_Document text:_
::::::
MUMBAI: Essar Shipping aims to increase third-party cargo handling to 50% of its total revenue by 2020 from 30% at present, as the company engages with companies in India and the Gulf, trying to make up for loss of captive business after the parent group’s oil refining company was sold and the steel business got stuck in bankruptcy proceedings.

“We are working with steel companies, not just in India but also Qatar and Bahrain among other Middle Eastern markets. We are focusing a lot on the Gulf areas which are in close proximity to us,” CEO Ranjit Singh told ET in a recent interview. The company needs to look for new clients with a chunk of its captive business gone.

Essar Oil was sold to Russian oil giant Rosneft, fund UCP and Swiss commodities trader Trafigura for £12.9 billion last year. Essar Steel is under insolvency[3] proceedings before the National Company Law Tribunal. Essar Shipping[4] has also bid for the tender floated by staterun oil marketing companies Bharat Petroleum Corp[5] and Indian Oil Corp for carrying crude oil. Some clarity on the bids will emerge by end of April, said Singh, adding the company is looking to acquire a very large crude carrier (VLCC) and a Suezmax if it wins the deal.

Essar Shipping handled 13.06 million tonnes of cargo in FY17 and registered a 28% growth in total cargo tonnage in the third quarter of FY18. The company is set to increase capacity from 15-16 million tonnes to 20-21million tonnes by FY19 with increase in tonnage and higher operational efficiency. The company operates a fleet of 14 ships that include two VLCCs, one capesize ship, six mini-capesize ships, one panamax bulk carrier, two supramax bulk carriers and two 13,000 dead weight tonnage (DWT) general cargo ships.
::::::
_What this exercise asks:_
a) Using the Essar Shipping article, decide whether each statement agrees with it. Answer yes or no for each and quote the words from the article that decide it.
(i) Third-party cargo currently makes up 30% of Essar Shipping's total revenue.
(ii) Essar Shipping's fleet includes three VLCCs.
(iii) Essar Shipping handled 13.06 million tonnes of cargo in FY17.
b) According to the Essar Shipping article, which Middle Eastern countries does the CEO name as markets where the company works with steel companies?
c) Go on with the Essar Shipping article from its final sentence.

_Material provided:_
::::::
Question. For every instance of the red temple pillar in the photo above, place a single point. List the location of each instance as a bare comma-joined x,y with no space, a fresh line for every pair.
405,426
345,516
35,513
::::::
_Replies:_
a)
(i) Yes: "increase third-party cargo handling to 50% of its total revenue by 2020 from 30% at present"
(ii) No: "two VLCCs"
(iii) Yes: "Essar Shipping handled 13.06 million tonnes of cargo in FY17"

b) Qatar and Bahrain.

c)
Analysts said getting fresh third party business wouldn’t be so easy in these times of still weak economic activity and oversupply in shipping capacity. “Charter rates are still on a downward spiral and there are numerous players in the market. The problem of overcapacity persists and it would be difficult to get new business for a player,” said a senior analyst who didn’t want to be named.

Singh said that while the dry bulk has improved since its downward spiral starting 2008 — the benchmark Baltic Dry Index has increased four times from its February 2016 low — the crude segment has hit “rock-bottom”.



  1. ^ Shipping (economictimes.indiatimes.com)
  2. ^ bankruptcy (economictimes.indiatimes.com)
  3. ^ insolvency (economictimes.indiatimes.com)
  4. ^ Essar Shipping (economictimes.indiatimes.com)
  5. ^ Bharat Petroleum Corp (economictimes.indiatimes.com)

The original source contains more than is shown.